- **Problem requirements**
Output every line of the entries from the line containing "Could you spot the dark beard" through the last, exactly, with no other content.

· · · · · · ·

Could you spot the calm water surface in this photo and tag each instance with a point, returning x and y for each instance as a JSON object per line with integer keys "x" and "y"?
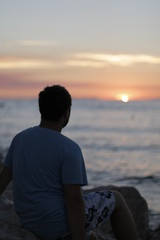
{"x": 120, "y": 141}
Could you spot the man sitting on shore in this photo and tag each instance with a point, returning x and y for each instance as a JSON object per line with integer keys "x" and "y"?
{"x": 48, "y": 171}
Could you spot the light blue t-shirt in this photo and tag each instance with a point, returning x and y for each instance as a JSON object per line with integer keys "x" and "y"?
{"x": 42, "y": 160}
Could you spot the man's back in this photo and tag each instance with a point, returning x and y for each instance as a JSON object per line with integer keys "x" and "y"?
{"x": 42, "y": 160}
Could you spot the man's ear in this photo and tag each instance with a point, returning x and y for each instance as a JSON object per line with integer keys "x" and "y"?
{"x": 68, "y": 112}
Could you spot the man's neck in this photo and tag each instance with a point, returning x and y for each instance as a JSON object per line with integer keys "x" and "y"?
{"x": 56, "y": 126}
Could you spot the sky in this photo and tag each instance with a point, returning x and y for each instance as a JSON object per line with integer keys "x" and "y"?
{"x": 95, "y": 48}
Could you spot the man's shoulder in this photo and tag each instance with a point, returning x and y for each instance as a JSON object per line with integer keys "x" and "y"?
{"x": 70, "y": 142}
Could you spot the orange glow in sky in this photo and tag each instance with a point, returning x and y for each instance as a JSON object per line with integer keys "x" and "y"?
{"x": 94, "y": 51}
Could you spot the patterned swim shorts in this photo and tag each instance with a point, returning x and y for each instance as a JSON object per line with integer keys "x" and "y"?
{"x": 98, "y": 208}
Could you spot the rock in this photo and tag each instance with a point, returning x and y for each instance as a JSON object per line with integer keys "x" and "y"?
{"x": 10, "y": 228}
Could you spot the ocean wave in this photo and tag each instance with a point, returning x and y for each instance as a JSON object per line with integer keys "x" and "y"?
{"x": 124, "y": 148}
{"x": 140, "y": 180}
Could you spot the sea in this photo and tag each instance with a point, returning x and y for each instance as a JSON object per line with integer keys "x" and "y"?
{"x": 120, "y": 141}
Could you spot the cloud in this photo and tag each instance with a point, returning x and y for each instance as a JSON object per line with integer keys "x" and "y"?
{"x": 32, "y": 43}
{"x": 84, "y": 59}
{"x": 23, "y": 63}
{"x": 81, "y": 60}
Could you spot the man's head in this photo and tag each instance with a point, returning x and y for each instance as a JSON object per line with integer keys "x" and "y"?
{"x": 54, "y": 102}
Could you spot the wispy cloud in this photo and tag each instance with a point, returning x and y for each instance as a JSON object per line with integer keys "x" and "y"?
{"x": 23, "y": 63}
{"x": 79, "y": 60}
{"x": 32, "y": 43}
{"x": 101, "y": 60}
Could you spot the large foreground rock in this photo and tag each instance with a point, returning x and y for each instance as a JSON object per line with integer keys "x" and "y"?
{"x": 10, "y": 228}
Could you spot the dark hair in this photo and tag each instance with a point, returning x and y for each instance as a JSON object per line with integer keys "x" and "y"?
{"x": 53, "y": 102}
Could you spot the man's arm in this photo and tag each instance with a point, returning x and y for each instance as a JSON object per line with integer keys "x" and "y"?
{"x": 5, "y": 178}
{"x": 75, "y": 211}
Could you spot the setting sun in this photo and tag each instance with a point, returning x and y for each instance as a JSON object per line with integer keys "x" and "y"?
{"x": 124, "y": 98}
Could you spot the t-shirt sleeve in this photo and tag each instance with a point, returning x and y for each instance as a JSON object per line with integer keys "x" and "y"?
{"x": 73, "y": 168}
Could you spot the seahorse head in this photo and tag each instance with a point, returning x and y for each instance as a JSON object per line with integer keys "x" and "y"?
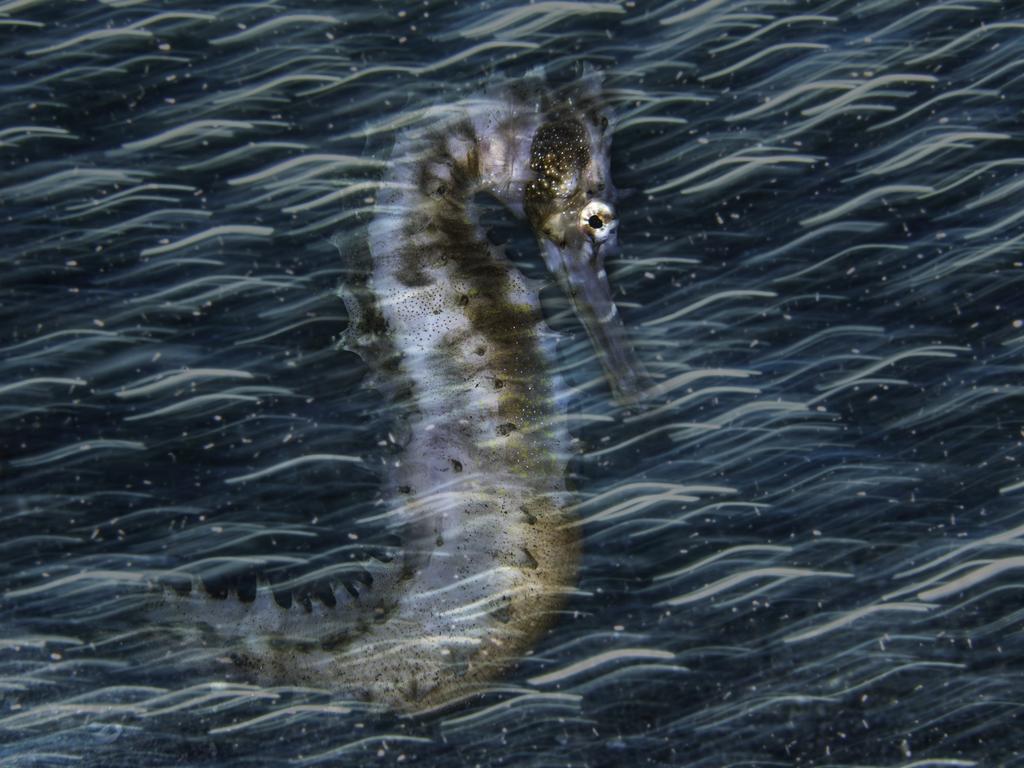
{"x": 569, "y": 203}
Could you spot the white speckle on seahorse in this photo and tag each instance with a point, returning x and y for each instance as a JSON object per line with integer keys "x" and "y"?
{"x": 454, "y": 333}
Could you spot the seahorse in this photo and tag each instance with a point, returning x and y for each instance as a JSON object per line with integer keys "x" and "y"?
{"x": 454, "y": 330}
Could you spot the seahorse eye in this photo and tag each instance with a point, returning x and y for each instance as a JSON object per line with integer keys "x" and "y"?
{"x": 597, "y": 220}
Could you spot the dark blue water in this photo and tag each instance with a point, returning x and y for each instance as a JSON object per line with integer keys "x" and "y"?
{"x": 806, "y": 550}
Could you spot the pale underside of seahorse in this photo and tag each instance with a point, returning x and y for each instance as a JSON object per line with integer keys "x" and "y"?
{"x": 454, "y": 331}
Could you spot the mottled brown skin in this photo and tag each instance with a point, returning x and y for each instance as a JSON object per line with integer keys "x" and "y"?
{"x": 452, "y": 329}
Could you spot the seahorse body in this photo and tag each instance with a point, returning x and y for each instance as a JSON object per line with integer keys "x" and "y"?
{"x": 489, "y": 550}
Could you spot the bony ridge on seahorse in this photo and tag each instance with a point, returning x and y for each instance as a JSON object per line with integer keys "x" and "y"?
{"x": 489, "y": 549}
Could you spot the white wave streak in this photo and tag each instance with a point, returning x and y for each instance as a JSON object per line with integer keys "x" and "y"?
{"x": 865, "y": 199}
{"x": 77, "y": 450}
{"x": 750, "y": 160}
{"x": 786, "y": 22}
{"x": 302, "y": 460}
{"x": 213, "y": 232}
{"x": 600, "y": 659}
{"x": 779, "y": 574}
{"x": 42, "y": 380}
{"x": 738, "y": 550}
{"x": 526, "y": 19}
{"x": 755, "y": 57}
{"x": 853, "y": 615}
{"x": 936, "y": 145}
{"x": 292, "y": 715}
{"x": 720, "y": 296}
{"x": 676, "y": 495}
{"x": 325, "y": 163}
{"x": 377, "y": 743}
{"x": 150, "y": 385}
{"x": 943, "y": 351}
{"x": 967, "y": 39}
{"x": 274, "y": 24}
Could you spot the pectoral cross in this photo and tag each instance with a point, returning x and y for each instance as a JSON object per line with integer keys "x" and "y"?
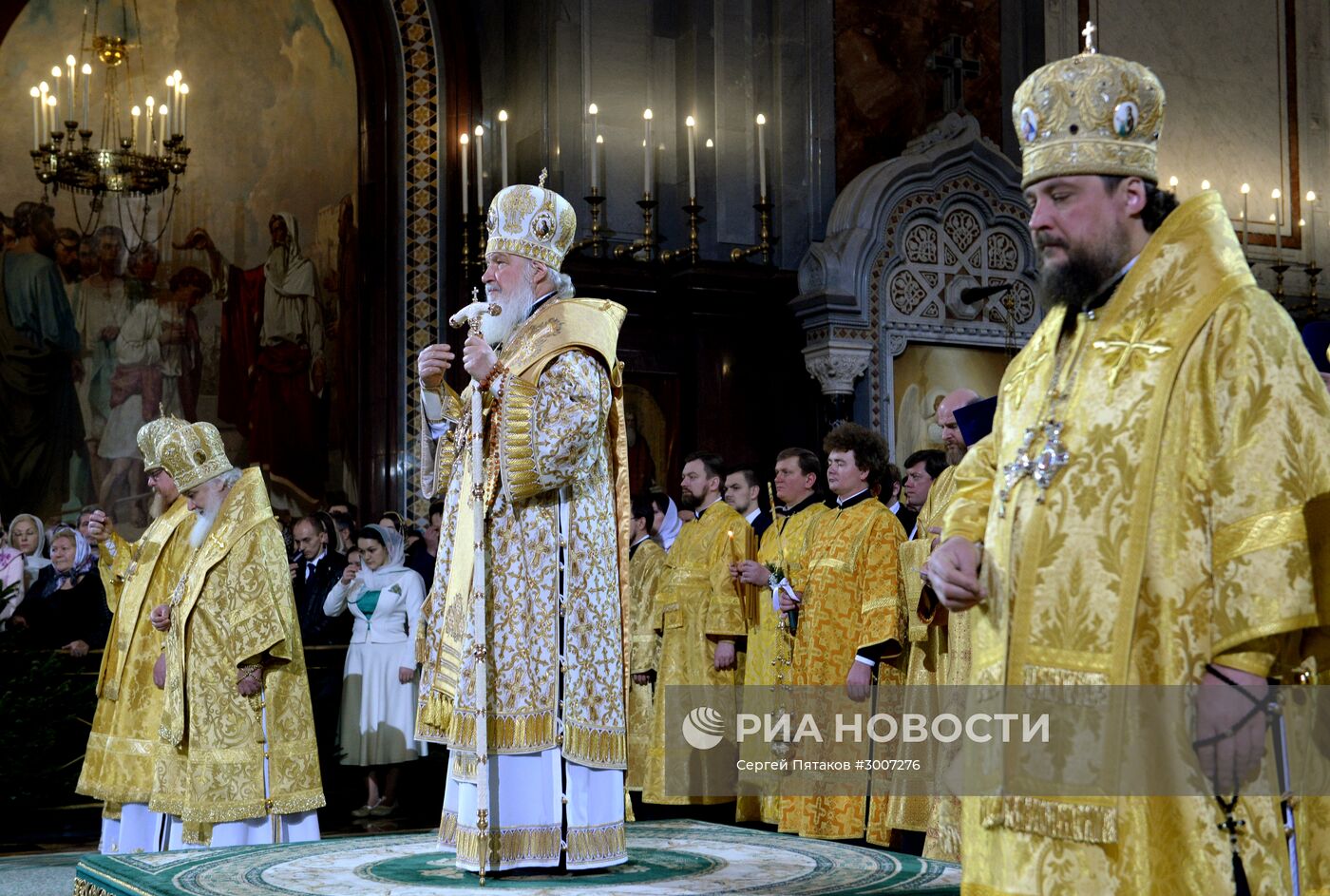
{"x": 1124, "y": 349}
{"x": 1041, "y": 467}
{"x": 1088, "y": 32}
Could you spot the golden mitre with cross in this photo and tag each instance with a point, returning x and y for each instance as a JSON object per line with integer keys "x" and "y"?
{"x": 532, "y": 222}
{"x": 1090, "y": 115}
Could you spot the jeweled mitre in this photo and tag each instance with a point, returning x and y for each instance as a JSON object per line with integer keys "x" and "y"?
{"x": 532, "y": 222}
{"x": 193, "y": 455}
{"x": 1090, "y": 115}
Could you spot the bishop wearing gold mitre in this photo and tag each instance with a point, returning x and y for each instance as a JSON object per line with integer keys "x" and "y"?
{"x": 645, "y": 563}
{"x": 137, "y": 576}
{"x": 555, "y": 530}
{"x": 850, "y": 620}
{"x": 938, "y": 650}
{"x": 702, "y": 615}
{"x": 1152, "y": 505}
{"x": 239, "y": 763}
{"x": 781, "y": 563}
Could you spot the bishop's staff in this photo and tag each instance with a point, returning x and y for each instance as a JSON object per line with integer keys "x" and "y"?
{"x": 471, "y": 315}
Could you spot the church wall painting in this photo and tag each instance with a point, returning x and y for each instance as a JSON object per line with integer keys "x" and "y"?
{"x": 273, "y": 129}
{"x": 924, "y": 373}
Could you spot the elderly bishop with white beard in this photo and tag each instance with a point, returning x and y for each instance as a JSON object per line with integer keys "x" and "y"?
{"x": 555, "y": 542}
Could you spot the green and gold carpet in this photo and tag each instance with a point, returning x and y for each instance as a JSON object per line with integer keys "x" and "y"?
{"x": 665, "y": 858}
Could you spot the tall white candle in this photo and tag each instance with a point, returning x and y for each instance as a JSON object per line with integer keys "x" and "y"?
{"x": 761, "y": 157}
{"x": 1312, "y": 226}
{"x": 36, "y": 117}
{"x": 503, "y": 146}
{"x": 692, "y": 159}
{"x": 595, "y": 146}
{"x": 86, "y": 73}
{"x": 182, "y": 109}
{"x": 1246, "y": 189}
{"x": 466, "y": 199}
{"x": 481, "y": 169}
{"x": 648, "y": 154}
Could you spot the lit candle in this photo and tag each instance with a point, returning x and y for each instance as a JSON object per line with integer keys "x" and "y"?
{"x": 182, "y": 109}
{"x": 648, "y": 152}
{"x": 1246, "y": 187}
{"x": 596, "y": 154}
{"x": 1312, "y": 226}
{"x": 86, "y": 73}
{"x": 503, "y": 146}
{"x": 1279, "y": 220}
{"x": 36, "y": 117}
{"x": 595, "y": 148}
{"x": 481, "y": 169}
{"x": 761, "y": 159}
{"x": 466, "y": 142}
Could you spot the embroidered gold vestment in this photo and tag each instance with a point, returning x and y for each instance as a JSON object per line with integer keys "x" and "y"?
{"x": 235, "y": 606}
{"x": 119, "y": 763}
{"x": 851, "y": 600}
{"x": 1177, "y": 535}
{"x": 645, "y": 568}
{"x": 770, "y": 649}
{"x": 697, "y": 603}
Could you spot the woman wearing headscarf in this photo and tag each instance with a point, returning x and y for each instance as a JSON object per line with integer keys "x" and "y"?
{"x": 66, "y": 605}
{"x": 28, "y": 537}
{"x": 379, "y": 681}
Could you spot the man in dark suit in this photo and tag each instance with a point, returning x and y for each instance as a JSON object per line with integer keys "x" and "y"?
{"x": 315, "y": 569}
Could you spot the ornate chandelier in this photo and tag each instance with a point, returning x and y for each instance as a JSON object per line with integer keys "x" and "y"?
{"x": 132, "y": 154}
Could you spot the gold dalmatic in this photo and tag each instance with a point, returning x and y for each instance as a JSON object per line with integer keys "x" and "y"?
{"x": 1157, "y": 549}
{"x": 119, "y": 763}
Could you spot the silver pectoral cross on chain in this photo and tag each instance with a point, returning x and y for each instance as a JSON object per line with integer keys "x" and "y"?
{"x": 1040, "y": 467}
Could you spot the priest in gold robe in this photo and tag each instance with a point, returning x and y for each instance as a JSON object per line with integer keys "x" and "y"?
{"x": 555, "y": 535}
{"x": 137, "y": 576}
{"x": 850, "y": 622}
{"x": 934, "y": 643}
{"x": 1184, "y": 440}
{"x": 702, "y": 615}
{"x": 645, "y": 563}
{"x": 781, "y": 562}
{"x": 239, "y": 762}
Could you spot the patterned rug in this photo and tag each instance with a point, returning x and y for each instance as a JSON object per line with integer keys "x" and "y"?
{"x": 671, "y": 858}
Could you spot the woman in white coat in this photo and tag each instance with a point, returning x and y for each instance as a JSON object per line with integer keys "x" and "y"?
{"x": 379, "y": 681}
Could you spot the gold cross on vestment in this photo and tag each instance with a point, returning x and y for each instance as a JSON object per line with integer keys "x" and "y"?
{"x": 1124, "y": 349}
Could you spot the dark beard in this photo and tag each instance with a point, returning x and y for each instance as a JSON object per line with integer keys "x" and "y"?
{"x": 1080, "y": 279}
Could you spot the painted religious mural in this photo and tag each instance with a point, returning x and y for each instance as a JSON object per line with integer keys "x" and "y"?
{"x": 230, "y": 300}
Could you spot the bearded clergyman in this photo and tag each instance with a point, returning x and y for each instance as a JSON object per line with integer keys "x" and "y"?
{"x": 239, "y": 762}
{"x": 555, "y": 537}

· · · · · · ·

- **In response**
Could you spot the dark beard in this photo and tag each instance with a point, returning x and y for each instance as a JSON object per line with integer keys "x" and "y"?
{"x": 1080, "y": 279}
Could you spot the painted religious mural in this photo and tag each instance with a point, returning x and y for each instance as a JSON object per line with integer keys "x" and "y"?
{"x": 230, "y": 300}
Could you spot the bearded clergyman in this photo and tag each instance with a point, returning x and y for each instance as a JSON object per line with integer keys "x" and "y"?
{"x": 239, "y": 762}
{"x": 555, "y": 537}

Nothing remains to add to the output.